▶ [GIVEN INSTRUCTION 1]:
Gather every line of the records that contains the word "target" and copy each one out in full.
##### DOCUMENT SEGMENT #####
I still go back to what I learned a long time ago. I might do my job estimate and multiply it by 2 1/2. I thought it was just me but other guys here do the same thing. When you consider cost of doing business, profit, billable hours and non-billable hours, that number starts to make sense.


----------



## HackWork (Oct 2, 2009)

A sideworker has zero overhead. He uses his same truck that he already has, same tools, no license or insurance fees, no extra accounting, nothing. The only overhead is fuel to drive to the job, which is no different than paying for fuel to commute to a full time job for someone else. 

Cash is taken in and kept, all of it. No overhead and no taxes.

So yes, a sideworker can work for much less and still make good money. But why not work for the same as a legit contractor and make lots more money?

@Winthrope you didn't tell us where you are so the amount will vary. But you should not be charging less than $100/hr. And you should be giving a price for the job upfront, not billing hourly.


----------



## splatz (May 23, 2015)

No no I don't mean insurance is the main expense that needs to factor into his estimating. I meant if he doesn't have insurance, he should not even be contracting, no matter how small scale, and should find another way to supplement his income. 





99cents said:


> I’m not sure what you pay for liability insurance but I’m at $500 a year. Shouldn’t be a deal breaker.
> 
> A basic contractor’s cost calculator still applies to a side jobber. Many costs are the same whether you’re full time or part time - insurance, business licensing, tools, etc. It costs a part timer more to be in business than a full timer.
> 
> ...


----------



## 99cents (Aug 20, 2012)

HackWork said:


> A sideworker has zero overhead. He uses his same truck that he already has, same tools, no license or insurance fees, no extra accounting, nothing. The only overhead is fuel to drive to the job, which is no different than paying for fuel to commute to a full time job for someone else.
> 
> Cash is taken in and kept, all of it. No overhead and no taxes.
> 
> ...


I’m pretty sure you learned much about the business side of things as a part timer. I get what you’re saying but a side jobber still needs ladders, benders and a lot of things an employee doesn’t have. He still needs insurance, business license, etc., at least to be legit. If he’s just changing out fixtures and smoke detectors, who cares, just do it.


----------



## HackWork (Oct 2, 2009)

99cents said:


> I’m pretty sure you learned much about the business side of things as a part timer. I get what you’re saying but a side jobber still needs ladders, benders and a lot of things an employee doesn’t have.


 Most employees/homeowners have ladders, including an extension ladder. It depends what type of work you are doing, benders are not always necessary, and even if needed can be purchased for pennies on Craigslist. I just looked it up for S&G's, $85 for all of these, I bet you can get him down to $50:









Most working electrician collect basic tools like this. Cordless drill and impact, sawzall. I see these tools in stock broker's houses, so an electrician should have them.
#####
▶ [GIVEN INSTRUCTION 2]:
Reproduce the passage of the forum thread above about sidework pricing, taking everything from "So yes, a sideworker" down to "supplement his income.".
##### RECORDS FOR THE EXERCISE #####
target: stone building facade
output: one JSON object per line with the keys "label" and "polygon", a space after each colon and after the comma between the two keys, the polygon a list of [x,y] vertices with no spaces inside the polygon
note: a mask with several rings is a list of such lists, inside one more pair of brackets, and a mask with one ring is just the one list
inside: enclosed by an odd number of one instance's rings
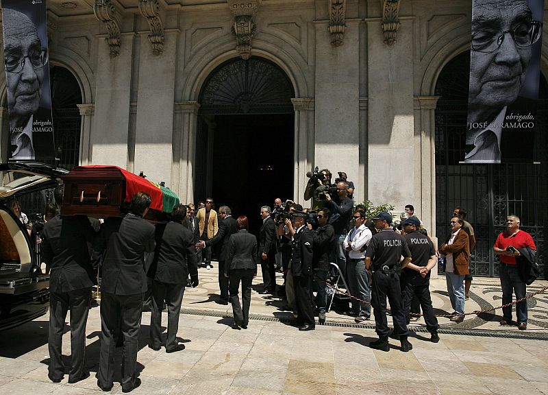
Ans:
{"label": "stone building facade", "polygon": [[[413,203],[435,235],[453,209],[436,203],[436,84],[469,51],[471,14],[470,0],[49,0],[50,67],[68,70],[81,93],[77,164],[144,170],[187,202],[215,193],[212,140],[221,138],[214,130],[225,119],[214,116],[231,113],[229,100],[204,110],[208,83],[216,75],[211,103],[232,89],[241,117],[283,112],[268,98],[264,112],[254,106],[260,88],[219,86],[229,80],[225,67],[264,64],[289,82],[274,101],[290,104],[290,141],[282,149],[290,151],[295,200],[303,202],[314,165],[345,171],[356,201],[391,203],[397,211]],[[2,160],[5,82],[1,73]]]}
#####
##### RECORDS FOR THE EXERCISE #####
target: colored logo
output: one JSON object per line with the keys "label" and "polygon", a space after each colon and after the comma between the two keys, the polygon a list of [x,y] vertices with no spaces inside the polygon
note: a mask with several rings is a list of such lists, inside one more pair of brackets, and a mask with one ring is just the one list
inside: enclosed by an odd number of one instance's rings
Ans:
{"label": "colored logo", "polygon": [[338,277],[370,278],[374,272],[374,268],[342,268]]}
#####
▶ [OUTPUT 1]:
target: stone building facade
target: colored logo

▶ [OUTPUT 2]:
So yes, a sideworker can work for much less and still make good money. But why not work for the same as a legit contractor and make lots more money?

@Winthrope you didn't tell us where you are so the amount will vary. But you should not be charging less than $100/hr. And you should be giving a price for the job upfront, not billing hourly.


----------



## splatz (May 23, 2015)

No no I don't mean insurance is the main expense that needs to factor into his estimating. I meant if he doesn't have insurance, he should not even be contracting, no matter how small scale, and should find another way to supplement his income.